┏━━

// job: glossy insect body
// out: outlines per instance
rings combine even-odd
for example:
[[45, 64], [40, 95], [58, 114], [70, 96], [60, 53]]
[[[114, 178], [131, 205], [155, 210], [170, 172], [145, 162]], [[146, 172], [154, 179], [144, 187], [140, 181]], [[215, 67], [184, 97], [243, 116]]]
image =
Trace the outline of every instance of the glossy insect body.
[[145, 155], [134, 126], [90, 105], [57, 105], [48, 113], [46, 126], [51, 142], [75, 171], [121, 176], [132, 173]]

┗━━

### Work instructions
Can you copy every line of the records above verbatim?

### Completed exercise
// job: glossy insect body
// out: outlines per instance
rings combine even-odd
for example:
[[45, 64], [40, 95], [58, 114], [70, 96], [60, 53]]
[[[114, 178], [131, 205], [155, 210], [170, 172], [145, 162]], [[146, 172], [154, 179], [144, 187], [140, 181]], [[215, 67], [184, 97], [243, 116]]]
image =
Trace the outline of every instance of the glossy insect body.
[[145, 155], [134, 126], [90, 105], [57, 105], [48, 113], [46, 126], [51, 142], [75, 171], [121, 176], [132, 173]]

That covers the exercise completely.